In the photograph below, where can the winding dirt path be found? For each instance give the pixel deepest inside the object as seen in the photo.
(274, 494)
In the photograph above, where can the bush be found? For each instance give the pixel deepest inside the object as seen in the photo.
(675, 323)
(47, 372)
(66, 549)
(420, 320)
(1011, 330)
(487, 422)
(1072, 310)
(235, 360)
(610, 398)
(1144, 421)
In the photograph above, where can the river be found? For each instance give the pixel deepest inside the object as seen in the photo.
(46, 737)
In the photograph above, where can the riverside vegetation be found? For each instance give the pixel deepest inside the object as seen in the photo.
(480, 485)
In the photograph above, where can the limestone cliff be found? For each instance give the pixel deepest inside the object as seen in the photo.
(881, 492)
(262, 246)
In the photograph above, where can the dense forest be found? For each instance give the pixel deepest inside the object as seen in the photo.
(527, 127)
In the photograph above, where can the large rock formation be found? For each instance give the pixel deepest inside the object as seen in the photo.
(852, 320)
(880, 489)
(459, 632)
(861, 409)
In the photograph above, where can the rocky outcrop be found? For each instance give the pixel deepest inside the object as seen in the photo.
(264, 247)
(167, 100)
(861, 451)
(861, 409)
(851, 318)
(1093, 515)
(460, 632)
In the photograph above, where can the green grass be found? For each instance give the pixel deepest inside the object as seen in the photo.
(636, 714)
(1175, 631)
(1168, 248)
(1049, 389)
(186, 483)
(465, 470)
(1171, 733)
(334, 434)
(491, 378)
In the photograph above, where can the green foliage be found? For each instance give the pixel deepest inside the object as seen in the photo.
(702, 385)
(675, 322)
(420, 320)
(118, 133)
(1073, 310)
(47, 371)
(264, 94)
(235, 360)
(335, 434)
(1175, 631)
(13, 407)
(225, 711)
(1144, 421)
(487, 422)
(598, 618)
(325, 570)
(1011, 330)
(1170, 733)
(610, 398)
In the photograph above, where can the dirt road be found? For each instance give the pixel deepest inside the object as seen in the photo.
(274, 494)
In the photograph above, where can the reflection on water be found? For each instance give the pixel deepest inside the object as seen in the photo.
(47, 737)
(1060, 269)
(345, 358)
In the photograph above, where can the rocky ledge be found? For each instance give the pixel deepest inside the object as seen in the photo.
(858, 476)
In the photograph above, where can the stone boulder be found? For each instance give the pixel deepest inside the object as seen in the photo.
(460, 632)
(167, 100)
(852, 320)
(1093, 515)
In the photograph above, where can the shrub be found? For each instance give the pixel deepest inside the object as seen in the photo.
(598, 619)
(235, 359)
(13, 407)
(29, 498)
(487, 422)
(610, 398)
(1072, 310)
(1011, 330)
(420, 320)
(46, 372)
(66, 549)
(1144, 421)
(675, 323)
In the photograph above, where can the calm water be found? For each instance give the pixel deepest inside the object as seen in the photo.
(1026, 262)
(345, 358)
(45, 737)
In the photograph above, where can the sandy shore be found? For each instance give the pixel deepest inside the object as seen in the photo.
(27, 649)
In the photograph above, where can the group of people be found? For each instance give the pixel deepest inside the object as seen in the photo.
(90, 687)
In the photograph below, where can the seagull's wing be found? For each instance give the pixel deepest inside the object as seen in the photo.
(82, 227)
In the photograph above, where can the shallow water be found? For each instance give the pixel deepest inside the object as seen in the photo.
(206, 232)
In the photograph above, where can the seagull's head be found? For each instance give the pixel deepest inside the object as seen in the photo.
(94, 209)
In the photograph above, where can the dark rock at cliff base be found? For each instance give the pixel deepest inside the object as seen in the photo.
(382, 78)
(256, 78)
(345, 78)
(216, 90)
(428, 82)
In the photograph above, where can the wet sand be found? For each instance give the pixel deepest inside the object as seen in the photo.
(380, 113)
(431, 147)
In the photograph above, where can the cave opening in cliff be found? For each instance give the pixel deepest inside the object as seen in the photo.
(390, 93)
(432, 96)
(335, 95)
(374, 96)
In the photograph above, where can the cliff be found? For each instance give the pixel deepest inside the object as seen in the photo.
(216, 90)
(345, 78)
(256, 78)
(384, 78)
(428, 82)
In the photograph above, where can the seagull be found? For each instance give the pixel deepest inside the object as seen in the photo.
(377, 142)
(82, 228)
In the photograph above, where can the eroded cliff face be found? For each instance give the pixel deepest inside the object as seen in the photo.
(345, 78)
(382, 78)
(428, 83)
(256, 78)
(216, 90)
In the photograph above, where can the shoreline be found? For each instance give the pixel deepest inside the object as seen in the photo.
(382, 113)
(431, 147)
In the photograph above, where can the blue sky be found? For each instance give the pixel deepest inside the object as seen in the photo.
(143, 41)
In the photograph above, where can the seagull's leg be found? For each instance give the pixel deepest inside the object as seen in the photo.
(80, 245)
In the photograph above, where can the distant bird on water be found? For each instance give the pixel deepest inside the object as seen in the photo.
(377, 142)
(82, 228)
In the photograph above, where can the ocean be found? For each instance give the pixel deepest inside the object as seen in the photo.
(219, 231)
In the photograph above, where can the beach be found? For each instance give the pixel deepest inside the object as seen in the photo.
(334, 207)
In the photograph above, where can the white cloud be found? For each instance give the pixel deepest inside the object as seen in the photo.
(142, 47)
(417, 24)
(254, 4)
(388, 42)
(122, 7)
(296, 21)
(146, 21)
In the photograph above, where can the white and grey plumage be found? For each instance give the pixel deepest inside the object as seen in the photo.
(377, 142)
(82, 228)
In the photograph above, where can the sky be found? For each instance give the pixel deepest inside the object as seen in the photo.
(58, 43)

* [REQUIRED ACTION]
Please make your reply exactly the lines from the one containing "In the photograph above, where can the white and" through the end of the entries above, and nothing more.

* [THE COMPLETED TASK]
In the photograph above, where can the white and grey plumage be found? For each instance give the pixel deepest inside the object as seen in the photo.
(377, 142)
(82, 228)
In the photograph above, where can the sky be found? For each instance give the pixel deepest inside the object as seen in the photo.
(58, 43)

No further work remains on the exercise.